→ **YOUR TASK**
Copy out the material below, switching each "Annotate" to "Mark" and keeping every other line as it stands.

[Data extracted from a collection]
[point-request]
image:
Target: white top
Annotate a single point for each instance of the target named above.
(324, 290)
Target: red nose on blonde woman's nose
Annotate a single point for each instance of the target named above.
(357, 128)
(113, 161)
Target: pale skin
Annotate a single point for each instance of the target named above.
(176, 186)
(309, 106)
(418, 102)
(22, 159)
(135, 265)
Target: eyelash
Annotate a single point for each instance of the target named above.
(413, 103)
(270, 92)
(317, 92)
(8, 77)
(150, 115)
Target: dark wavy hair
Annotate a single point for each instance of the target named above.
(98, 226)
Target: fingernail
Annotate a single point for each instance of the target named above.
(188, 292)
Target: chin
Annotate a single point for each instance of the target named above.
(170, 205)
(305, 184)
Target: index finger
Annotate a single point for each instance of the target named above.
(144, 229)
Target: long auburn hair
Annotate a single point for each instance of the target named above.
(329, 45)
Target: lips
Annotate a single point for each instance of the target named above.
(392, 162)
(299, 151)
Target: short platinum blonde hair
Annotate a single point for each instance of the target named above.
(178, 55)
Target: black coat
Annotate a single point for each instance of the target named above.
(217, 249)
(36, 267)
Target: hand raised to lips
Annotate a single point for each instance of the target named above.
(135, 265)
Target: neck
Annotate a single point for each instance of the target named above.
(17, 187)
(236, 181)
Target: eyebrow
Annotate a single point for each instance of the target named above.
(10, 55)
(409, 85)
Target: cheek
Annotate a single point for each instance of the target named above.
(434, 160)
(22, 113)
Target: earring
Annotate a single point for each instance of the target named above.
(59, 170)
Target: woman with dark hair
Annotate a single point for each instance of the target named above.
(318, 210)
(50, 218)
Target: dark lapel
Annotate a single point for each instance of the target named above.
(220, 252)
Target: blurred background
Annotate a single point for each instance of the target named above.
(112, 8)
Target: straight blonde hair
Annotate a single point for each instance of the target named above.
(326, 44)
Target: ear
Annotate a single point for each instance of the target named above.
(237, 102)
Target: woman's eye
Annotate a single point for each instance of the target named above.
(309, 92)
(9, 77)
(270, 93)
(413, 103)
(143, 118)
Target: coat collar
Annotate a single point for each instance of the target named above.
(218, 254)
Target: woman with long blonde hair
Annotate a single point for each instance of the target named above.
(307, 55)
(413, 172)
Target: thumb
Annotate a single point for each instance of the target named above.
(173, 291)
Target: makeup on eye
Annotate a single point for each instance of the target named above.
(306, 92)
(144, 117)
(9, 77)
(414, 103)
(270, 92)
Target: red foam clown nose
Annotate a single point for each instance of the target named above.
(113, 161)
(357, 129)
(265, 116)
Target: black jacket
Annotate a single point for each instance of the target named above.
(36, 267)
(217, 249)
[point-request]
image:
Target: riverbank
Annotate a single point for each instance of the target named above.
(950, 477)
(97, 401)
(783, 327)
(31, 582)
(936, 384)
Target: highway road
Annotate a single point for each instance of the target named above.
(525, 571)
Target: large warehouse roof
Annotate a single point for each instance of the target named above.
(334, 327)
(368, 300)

→ **CORRECT OUTPUT**
[point-request]
image:
Target: white top
Mark a single point for each instance of the target named above.
(324, 290)
Target: red nose on blonde woman's nose
Mark a single point for each instance of the target named above.
(357, 128)
(113, 161)
Target: pale skin
Mark a single point for each instance of the target named above.
(176, 186)
(309, 106)
(418, 102)
(22, 159)
(135, 265)
Target: eyelash
Mark a single point for each instance of the target named above.
(413, 103)
(270, 92)
(317, 92)
(8, 77)
(150, 115)
Target: dark wavy hair
Mark a single point for each instance of the target named above.
(98, 226)
Target: fingernail
Mark a single point for each instance of the target named above.
(188, 292)
Target: chin
Mark a single point for each instance of the target named above.
(170, 205)
(305, 184)
Target: index finger
Mark a single point for each instance of the target named above.
(144, 229)
Target: long auburn hair
Mark a single point for each instance of the target named above.
(329, 45)
Target: lips
Mark a single point for each instance of the target named above.
(392, 162)
(299, 151)
Target: short platinum blonde hair
Mark a single point for each instance of the target named above.
(178, 55)
Target: black coat
Mark a single point for each instance of the target named above.
(217, 249)
(36, 267)
Target: hand raised to lips
Mark a single point for each instance of the target named above.
(135, 265)
Target: neck
Mark a single point for each instance of the target named above.
(17, 187)
(236, 181)
Target: eyebrow
Mark a single point for each instance of the target named above.
(10, 55)
(409, 85)
Target: cheek
Mark a single point for each instance of the target named above.
(434, 160)
(22, 113)
Target: earring
Mark a single point for each instance of the target named above.
(59, 170)
Target: woman with dark hair
Mark a single point for each instance of the target named above.
(318, 210)
(50, 218)
Target: dark lapel
Mark a single point for each instance of the target named above.
(220, 252)
Target: blurred background
Mark a single point for each instance of the target named above.
(112, 8)
Target: straight blonde hair
Mark a single point for each instance of the target named above.
(326, 44)
Target: ear
Mark a single point for each instance of the target named above.
(237, 102)
Target: woman's eye
Mark a single point for each instance of the target named above.
(309, 92)
(9, 77)
(270, 93)
(413, 103)
(143, 118)
Target: coat collar
Mark a single point for each instance of the target named above.
(218, 254)
Target: woman with long blonde hair
Mark a single point for each instance of the target named above.
(307, 55)
(413, 172)
Target: thumb
Mark a single point for each instance of the target named above.
(173, 291)
Target: makeup on eye
Mark a single point for each instance of the target named above.
(306, 92)
(144, 117)
(9, 77)
(414, 103)
(270, 92)
Target: red foam clown nose
Mark a single point for each instance of the target named above.
(113, 161)
(357, 129)
(265, 116)
Target: black jacket
Mark a single point for each instance of the target named above.
(36, 267)
(217, 249)
[point-request]
image:
Target: riverbank
Mark a single point for each instance of the target named above.
(950, 477)
(97, 401)
(783, 327)
(31, 582)
(936, 384)
Target: highway road
Mark a single point for each instance of the target named above.
(525, 571)
Target: large warehouse roof
Mark a single point for each instance of the target named above.
(334, 327)
(368, 300)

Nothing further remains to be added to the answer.